Passage shown
__________

As discussed above, all previous experimental and theoretical studies of GP effects in chemical reactions have been performed at thermal energies. Remarkable experimental progress in recent years in cooling and trapping molecules at cold (<1 K) and ultracold (<1 mK) temperatures has opened up an entirely new energy regime23,24,25,26. At ultracold collision energies chemistry often becomes quantum-enhanced due in part to the very large de Broglie wavelengths, quantum tunnelling and quantum threshold effects. In the ultracold limit, the rate coefficients obey the Bethe–Wigner threshold laws27,28 and approach a finite non-zero value in the zero temperature limit. For many reactions, the ultracold rate coefficient can often be larger than its value at thermal energies. A natural question to ask is ‘Can GP effects become enhanced at ultracold collision energies?’. At ultracold collision energies only a single partial wave (s-wave) contributes to the reaction so that the cancellation of GP effects over the partial wave sum cannot occur as it does at thermal energies and the scattering is isotropic. In contrast to the situation discussed above for H+H2 at thermal energies, the direct and looping contributions to the cross-sections scatter into the same angular region with the potential for significant interference. For reactive collisions in which the direct and looping contributions are of similar magnitude, the interference term (depending on its sign and magnitude) can effectively turn on or turn off the reaction entirely. Since the GP changes the sign of the interference term between the direct and looping contributions, it can effectively control the reaction.

__________

Data provided

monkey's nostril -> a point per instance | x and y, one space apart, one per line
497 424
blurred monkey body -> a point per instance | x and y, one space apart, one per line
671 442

__________

Tasks to perform
• 1. Using the passage on ultracold reactions, decide whether each statement agrees with it. Answer yes or no, and quote the deciding words of the text.
(a) At ultracold collision energies, many partial waves contribute to the reaction.
(b) In the ultracold limit, rate coefficients approach a finite non-zero value at zero temperature.
(c) Every earlier experimental and theoretical study of GP effects in chemical reactions was carried out at thermal energies.
• 2. Answer these questions from the passage on ultracold reactions.
(a) What temperatures does the text give for the cold and ultracold regimes?
(b) Which threshold laws do rate coefficients obey in the ultracold limit?
(c) What does the GP change about the interference term between the direct and looping contributions?

Expected answers
• 1.
(a) No: "only a single partial wave (s-wave) contributes to the reaction"
(b) Yes: "approach a finite non-zero value in the zero temperature limit"
(c) Yes: "all previous experimental and theoretical studies of GP effects in chemical reactions have been performed at thermal energies"

• 2.
(a) Cold is below 1 K, and ultracold is below 1 mK.
(b) The Bethe–Wigner threshold laws.
(c) Its sign.